Kasım ayını geride bırakıyoruz. Temmuz ayından bu yana dört ay boyunca aralıksız düşen BIST 100 endeksi, Kasım’da nihayet bir toparlanma sürecine girdi. Yaklaşık %9’luk bir aylık getiriyle hem yatırımcılara bir nefes aldırdı hem de kayıplarını kısmen telafi etmiş oldu. Üstelik bu yükseliş dört hafta boyunca istikrarlı bir şekilde devam etti. Bu tablo, sadece teknik olarak değil, psikolojik olarak da piyasalar açısından önemli bir eşik oldu.
Piyasalarda Aralık ayının da Kasım’daki olumlu havayı sürdüreceğine dair güçlü bir beklenti hakim. İsrail-Hizbullah geriliminin bir nebze yatışması, jeopolitik tarafta piyasaların stresini azaltırken, Türkiye’nin faiz indirim döngüsüne gireceği beklentisi de bu iyimserliği destekliyor. Hatta, yıl sonunu 10.000 seviyesi üzerinde kapatma fikri, artık sadece bir tahmin değil, piyasalarda sıkça dillendirilen güçlü bir beklenti haline gelmiş durumda.

#### Veri kayıtları:
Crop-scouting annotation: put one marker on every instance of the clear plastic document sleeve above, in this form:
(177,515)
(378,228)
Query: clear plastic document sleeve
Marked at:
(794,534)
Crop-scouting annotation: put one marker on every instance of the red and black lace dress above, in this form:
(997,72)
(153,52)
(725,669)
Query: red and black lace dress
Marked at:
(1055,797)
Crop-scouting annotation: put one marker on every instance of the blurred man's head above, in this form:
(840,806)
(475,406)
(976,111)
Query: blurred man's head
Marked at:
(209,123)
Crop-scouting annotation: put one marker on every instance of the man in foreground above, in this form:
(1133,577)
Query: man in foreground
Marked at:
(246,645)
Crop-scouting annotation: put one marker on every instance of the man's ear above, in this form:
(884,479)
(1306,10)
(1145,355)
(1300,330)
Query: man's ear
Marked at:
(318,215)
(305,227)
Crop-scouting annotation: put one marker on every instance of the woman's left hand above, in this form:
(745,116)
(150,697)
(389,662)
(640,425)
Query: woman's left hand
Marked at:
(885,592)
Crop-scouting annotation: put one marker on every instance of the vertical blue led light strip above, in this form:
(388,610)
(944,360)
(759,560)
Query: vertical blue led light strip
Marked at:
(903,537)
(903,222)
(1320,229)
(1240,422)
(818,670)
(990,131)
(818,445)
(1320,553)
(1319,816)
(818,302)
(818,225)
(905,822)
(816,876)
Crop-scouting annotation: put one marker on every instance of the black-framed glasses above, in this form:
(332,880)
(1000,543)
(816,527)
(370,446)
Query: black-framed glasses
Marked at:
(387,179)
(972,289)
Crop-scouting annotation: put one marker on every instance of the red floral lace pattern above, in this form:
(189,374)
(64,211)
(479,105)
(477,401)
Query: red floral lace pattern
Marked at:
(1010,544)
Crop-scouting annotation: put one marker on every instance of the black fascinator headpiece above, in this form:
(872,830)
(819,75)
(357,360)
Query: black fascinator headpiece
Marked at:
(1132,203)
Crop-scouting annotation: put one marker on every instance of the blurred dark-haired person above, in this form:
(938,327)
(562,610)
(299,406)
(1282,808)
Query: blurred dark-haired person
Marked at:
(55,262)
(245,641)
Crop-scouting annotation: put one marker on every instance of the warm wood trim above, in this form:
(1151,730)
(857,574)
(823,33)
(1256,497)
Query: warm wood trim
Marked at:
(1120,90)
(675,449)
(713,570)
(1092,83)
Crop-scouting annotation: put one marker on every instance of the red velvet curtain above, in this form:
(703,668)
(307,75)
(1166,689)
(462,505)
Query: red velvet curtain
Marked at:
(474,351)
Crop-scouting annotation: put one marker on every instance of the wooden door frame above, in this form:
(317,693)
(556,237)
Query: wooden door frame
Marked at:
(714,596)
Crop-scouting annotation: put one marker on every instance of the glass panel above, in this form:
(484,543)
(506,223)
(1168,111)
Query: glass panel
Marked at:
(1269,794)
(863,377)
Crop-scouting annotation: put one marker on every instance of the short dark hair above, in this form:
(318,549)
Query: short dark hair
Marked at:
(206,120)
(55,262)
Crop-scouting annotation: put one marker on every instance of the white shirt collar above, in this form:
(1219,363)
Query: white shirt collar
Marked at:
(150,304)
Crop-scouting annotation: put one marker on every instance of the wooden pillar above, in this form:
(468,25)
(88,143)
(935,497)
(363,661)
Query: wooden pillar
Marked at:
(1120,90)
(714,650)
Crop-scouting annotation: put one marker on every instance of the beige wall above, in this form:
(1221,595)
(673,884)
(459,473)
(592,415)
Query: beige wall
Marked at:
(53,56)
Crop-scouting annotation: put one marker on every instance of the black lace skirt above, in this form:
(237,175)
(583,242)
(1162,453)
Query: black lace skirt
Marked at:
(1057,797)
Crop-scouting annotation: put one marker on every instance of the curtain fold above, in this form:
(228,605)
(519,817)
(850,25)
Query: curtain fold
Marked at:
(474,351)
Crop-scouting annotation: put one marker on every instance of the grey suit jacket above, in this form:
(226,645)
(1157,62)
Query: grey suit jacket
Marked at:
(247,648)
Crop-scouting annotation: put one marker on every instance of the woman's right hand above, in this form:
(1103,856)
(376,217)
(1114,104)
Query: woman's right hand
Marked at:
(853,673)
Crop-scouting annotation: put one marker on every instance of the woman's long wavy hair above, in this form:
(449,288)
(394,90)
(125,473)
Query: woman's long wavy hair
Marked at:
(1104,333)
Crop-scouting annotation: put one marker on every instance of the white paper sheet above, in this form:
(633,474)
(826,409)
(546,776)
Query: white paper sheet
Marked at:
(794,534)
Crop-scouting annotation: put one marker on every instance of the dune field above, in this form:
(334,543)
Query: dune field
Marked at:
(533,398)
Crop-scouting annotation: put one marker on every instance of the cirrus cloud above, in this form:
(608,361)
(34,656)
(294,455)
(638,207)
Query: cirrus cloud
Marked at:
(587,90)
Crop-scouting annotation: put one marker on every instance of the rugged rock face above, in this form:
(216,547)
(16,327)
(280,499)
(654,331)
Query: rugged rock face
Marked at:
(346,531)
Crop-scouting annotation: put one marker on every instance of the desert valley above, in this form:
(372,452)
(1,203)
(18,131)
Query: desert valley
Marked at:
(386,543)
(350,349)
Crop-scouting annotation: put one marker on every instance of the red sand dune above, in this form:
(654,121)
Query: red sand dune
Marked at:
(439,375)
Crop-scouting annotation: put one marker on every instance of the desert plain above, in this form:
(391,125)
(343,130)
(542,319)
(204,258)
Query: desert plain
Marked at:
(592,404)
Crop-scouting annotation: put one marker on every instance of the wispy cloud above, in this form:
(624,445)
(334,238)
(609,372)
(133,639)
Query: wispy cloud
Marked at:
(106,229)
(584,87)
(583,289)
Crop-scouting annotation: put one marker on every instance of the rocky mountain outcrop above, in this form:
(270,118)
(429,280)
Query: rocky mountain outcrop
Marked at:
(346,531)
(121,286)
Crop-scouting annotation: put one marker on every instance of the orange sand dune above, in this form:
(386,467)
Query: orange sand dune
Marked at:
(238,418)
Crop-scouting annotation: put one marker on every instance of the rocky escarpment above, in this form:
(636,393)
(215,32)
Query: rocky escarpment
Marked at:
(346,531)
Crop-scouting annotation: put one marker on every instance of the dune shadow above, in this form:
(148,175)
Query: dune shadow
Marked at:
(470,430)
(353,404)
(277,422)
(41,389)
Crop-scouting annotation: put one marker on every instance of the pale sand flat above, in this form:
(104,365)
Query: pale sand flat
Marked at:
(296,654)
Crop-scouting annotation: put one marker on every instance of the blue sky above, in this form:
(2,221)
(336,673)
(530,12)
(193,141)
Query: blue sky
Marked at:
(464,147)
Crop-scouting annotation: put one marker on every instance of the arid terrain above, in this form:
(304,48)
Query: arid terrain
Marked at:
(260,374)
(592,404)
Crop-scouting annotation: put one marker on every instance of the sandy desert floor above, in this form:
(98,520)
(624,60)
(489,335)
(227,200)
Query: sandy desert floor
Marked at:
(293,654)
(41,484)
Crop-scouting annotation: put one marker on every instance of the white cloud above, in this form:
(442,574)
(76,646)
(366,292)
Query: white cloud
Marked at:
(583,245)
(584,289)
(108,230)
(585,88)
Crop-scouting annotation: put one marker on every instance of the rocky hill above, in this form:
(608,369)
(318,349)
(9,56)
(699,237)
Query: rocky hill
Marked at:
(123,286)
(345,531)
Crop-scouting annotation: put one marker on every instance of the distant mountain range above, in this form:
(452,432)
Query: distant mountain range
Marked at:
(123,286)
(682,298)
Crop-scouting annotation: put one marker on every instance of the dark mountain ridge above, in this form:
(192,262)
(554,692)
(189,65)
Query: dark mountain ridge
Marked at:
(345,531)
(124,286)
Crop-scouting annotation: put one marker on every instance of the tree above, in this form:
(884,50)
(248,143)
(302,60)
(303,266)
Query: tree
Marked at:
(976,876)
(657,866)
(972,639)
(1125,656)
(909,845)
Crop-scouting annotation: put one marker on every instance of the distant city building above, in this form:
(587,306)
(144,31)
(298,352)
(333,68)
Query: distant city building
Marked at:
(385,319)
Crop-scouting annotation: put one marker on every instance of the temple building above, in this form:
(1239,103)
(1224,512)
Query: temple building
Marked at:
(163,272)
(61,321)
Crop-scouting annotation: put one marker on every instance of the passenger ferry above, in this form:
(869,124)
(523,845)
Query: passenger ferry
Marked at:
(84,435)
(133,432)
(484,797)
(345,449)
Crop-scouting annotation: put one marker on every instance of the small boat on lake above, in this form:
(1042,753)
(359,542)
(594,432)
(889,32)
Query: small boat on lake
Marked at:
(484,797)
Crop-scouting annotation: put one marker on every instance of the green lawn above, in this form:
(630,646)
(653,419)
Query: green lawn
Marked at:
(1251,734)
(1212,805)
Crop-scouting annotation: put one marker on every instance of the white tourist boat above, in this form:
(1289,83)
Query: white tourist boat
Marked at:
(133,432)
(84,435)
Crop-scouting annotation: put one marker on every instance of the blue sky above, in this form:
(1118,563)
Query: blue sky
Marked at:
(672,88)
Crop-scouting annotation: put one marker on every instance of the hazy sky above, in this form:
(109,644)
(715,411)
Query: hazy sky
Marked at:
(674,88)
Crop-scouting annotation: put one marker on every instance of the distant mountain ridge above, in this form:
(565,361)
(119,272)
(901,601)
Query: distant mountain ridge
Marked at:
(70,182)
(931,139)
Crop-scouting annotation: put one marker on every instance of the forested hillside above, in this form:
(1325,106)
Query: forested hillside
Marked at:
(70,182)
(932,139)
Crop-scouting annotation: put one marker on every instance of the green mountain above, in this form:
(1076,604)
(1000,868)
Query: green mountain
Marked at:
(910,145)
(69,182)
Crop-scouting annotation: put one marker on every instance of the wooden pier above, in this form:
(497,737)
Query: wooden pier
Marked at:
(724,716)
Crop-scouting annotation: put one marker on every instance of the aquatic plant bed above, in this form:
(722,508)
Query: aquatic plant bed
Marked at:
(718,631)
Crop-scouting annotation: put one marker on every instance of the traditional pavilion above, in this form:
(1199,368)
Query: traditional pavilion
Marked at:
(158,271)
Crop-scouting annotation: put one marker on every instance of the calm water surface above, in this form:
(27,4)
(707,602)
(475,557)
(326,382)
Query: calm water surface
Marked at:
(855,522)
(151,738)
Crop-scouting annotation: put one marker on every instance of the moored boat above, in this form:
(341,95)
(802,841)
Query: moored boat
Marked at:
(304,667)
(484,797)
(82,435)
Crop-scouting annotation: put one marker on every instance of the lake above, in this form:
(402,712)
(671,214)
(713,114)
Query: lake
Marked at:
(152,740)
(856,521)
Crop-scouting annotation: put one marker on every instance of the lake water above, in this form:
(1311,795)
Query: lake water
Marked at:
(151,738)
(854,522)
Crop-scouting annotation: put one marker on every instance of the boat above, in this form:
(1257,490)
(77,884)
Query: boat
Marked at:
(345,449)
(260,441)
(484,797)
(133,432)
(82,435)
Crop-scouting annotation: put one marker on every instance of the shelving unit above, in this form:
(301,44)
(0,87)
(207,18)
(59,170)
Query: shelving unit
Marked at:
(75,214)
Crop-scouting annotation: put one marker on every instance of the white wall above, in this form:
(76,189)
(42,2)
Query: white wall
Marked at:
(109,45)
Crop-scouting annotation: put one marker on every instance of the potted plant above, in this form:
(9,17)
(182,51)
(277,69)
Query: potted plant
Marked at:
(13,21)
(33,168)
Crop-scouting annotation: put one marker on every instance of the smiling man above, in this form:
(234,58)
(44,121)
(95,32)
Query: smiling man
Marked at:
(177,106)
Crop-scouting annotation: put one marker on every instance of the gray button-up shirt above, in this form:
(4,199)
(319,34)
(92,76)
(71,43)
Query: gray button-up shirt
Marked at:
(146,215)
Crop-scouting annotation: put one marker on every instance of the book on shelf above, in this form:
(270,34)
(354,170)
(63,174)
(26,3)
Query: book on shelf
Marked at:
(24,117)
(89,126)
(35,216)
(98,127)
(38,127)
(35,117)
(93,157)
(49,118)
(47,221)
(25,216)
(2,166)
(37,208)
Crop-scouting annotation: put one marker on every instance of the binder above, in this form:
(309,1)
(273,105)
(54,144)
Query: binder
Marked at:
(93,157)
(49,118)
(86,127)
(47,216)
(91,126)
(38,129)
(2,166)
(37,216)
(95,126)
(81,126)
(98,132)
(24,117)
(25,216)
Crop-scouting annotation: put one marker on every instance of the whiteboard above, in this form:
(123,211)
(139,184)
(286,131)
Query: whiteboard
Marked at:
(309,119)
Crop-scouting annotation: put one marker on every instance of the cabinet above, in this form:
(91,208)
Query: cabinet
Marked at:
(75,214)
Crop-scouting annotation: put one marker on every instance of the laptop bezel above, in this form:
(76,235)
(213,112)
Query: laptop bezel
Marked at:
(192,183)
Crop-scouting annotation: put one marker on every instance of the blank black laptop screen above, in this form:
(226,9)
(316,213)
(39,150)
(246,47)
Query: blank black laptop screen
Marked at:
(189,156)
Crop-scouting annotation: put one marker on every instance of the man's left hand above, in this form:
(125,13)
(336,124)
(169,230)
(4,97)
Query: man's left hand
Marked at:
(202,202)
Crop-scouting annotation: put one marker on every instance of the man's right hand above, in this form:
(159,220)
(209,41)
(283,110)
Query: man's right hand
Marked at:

#### Yönerge 1:
Kaynak metinde "Piyasalarda Aralık ayının" sözlerinden "haline gelmiş durumda." sözlerine kadar olan bölümü olduğu gibi alıntılayın.
#### Yönerge 2:
Şu ifadelerin kaynak metinle uyuşup uyuşmadığını her biri için evet ya da hayır diyerek belirtin ve metindeki belirleyici sözleri aynen aktarın: (a) BIST 100 endeksi Kasım ayında yaklaşık %9 getiri sağladı. (b) Kasım'daki yükseliş yalnızca ilk iki hafta sürdü. (c) Endeks Temmuz ayından bu yana dört ay boyunca düştü.
Satırlar, kaynak metinden bağımsız ayrı bir malzemedir.

#### Doğru cevap 1:
Piyasalarda Aralık ayının da Kasım’daki olumlu havayı sürdüreceğine dair güçlü bir beklenti hakim. İsrail-Hizbullah geriliminin bir nebze yatışması, jeopolitik tarafta piyasaların stresini azaltırken, Türkiye’nin faiz indirim döngüsüne gireceği beklentisi de bu iyimserliği destekliyor. Hatta, yıl sonunu 10.000 seviyesi üzerinde kapatma fikri, artık sadece bir tahmin değil, piyasalarda sıkça dillendirilen güçlü bir beklenti haline gelmiş durumda.

#### Doğru cevap 2:
(a) Evet: "Yaklaşık %9’luk bir aylık getiriyle"
(b) Hayır: "bu yükseliş dört hafta boyunca istikrarlı bir şekilde devam etti"
(c) Evet: "Temmuz ayından bu yana dört ay boyunca aralıksız düşen BIST 100 endeksi"